## DIRECTIVE 1
Rewrite the section of the diesel-versus-gas discussion that begins with "I have spent" and ends with "family have had.", putting "two years" in place of "24 months".

By similar calculations, my last diesel car, a 2005 Mercedes E320 CDI saved me around $10,000 in fuel alone over 200,000 miles ownership. That would have paid for a lot of repairs had I had them! I did sell the car for a couple of thousand more than if it had been a gasoline V8, which is what the diesels should be compared to, not the gasoline V6 usually anyway due to their monster torque!

Too many people in the US don't know how to do simple Math!

PL


----------



## Snipe656 (Oct 22, 2009)

I have spent over $10k in repairs in less than 24 months on my diesel truck, $5.4k or so in just 2-3 weeks time. My brothers gas truck that is the same basic truck as mine has had I think $2k in repairs for same time and miles. I'd have to go digging to compare the 300SD to the late 380SE or 500SEL that all were 1985 models. Would have to go digging to compare the old Chevro let down trucks too. But bottom line, my experience has been that my diesel cars and trucks have cost me a lot more in repairs/maintenance for 200-300k miles than the gas sisters I or my family have had.

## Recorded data

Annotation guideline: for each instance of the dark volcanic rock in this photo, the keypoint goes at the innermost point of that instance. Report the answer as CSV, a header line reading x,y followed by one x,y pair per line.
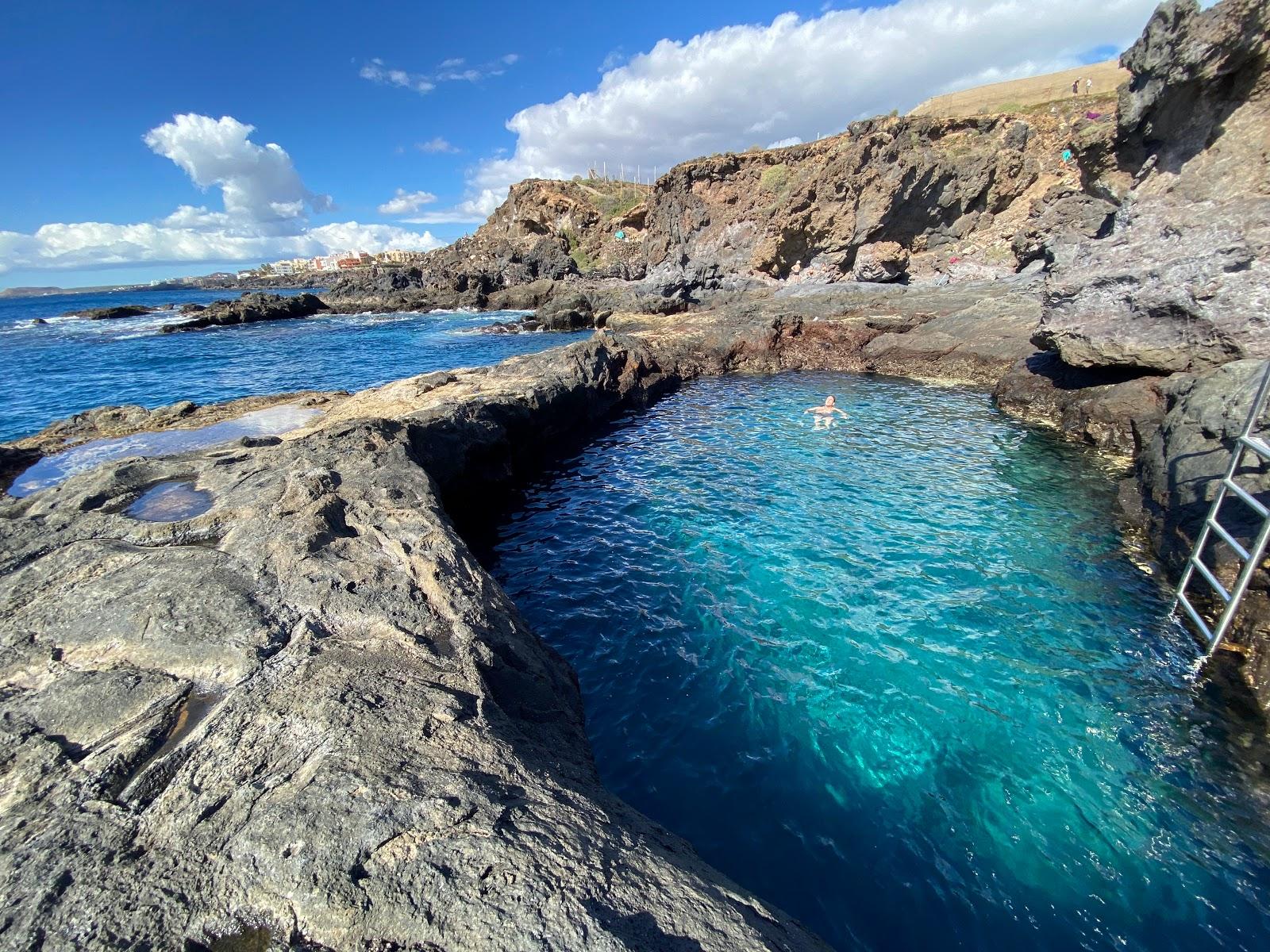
x,y
251,309
880,262
976,344
1103,409
569,313
1181,465
343,735
1184,281
1064,217
110,314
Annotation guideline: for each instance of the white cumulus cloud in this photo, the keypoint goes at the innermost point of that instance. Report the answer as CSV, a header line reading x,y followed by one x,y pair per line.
x,y
258,183
266,213
404,202
436,145
800,78
471,211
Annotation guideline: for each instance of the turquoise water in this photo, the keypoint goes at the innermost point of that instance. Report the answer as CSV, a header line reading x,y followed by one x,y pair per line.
x,y
73,365
897,677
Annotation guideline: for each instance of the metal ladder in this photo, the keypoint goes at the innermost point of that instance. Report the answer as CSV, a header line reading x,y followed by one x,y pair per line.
x,y
1250,558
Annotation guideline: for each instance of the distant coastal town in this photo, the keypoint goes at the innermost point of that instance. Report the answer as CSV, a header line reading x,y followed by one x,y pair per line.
x,y
340,262
304,272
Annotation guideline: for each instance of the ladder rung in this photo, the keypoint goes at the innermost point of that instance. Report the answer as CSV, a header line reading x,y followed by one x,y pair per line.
x,y
1230,539
1191,609
1210,579
1246,497
1257,444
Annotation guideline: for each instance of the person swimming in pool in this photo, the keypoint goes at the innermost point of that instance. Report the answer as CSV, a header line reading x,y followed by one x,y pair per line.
x,y
825,413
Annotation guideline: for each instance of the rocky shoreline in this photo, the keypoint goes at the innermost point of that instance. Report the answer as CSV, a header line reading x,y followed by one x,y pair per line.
x,y
308,717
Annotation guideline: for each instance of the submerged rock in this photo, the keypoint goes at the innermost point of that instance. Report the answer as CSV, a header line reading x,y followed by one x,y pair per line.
x,y
251,309
110,314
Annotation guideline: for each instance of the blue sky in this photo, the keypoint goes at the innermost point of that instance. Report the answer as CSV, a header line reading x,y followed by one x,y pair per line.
x,y
370,98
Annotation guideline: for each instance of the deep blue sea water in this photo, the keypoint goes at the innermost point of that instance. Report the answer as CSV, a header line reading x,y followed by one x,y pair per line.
x,y
74,365
899,677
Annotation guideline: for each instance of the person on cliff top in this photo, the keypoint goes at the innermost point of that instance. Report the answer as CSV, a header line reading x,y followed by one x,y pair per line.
x,y
825,413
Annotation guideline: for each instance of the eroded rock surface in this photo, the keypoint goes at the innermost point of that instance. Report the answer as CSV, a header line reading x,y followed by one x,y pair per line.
x,y
309,719
1184,281
252,308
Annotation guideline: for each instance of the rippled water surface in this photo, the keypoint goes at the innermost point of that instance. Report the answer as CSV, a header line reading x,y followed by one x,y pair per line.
x,y
73,365
899,677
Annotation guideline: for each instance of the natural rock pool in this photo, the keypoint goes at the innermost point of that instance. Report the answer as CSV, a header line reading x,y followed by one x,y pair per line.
x,y
899,677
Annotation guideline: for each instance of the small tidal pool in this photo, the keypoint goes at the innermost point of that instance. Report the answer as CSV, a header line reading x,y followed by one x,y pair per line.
x,y
899,677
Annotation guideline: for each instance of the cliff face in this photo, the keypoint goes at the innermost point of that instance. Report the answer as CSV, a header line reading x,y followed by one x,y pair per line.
x,y
940,188
967,198
1183,283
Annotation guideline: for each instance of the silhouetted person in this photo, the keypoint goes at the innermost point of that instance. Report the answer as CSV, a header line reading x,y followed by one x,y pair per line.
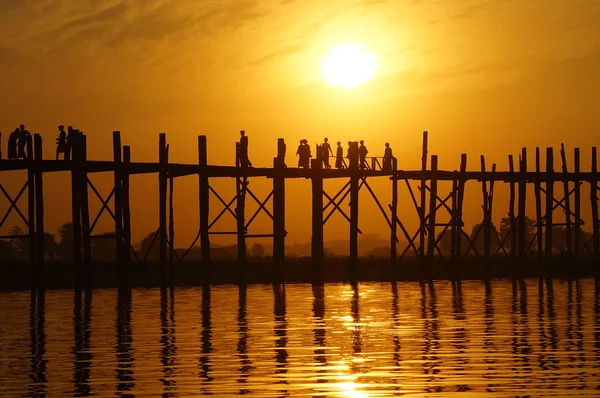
x,y
362,154
70,139
22,142
244,160
388,158
281,149
339,156
61,142
325,152
12,145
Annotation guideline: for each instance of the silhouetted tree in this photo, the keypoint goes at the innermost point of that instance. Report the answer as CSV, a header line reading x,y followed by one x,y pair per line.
x,y
257,250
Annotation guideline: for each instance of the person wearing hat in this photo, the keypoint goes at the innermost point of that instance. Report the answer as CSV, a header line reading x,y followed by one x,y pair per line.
x,y
61,142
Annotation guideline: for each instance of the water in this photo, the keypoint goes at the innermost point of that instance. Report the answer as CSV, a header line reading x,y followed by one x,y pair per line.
x,y
501,339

## DIRECTIVE 2
Pull out each line of the records that contains the string "silhouetted".

## EXPECTED ANSWER 1
I have spent over $10k in repairs in less than two years on my diesel truck, $5.4k or so in just 2-3 weeks time. My brothers gas truck that is the same basic truck as mine has had I think $2k in repairs for same time and miles. I'd have to go digging to compare the 300SD to the late 380SE or 500SEL that all were 1985 models. Would have to go digging to compare the old Chevro let down trucks too. But bottom line, my experience has been that my diesel cars and trucks have cost me a lot more in repairs/maintenance for 200-300k miles than the gas sisters I or my family have had.

## EXPECTED ANSWER 2
Annotation guideline: for each instance of the silhouetted person in this photo, the keypoint goes at the innermost point of that instance. Report the answer as CSV, a header line reading x,y followed by one x,y pair per line.
Annotation guideline: for each instance of the silhouetted tree in this photo, the keypoint goes at the innermost point of that instance. Report the answer as CSV, a header line reading x,y followed by one x,y pair per line.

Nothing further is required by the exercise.